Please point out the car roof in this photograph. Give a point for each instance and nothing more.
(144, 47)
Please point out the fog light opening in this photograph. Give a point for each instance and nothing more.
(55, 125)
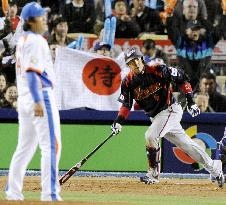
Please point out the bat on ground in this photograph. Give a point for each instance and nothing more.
(77, 166)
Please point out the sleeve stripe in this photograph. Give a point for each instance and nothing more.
(124, 111)
(35, 70)
(186, 87)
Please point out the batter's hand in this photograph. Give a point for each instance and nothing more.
(38, 110)
(193, 110)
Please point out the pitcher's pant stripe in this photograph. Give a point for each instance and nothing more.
(53, 144)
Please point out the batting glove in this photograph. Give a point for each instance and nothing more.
(116, 128)
(193, 110)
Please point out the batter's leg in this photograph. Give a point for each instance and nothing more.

::::

PROBLEM DETAILS |
Output the records exactly as they appear, skipping any pictures.

TASK RESULT |
Please point out the car roof in this photograph. Give a point for each instance and nothing more.
(144, 47)
Please point out the fog light opening in this photograph. Give a point for each instance and nothing more.
(55, 125)
Please point out the bat on ground in this photograph. Give a point for each instance and nothing more.
(77, 166)
Please point out the sleeve stripe in this photograph. Give a point for each instance and nothing more.
(124, 111)
(35, 70)
(186, 87)
Please point out the batter's hand in this photograph. Give a point for each instance and nothing more.
(38, 110)
(193, 110)
Please point out the pitcher's pant stripe in this photograph. Give a point for each instance and nothing more.
(53, 144)
Please point out the batting glove in this photograph. Give a point for each instance and nothing more.
(116, 128)
(193, 110)
Please point out the batter's leg in this photograph. Give a point for each instance and nothing more.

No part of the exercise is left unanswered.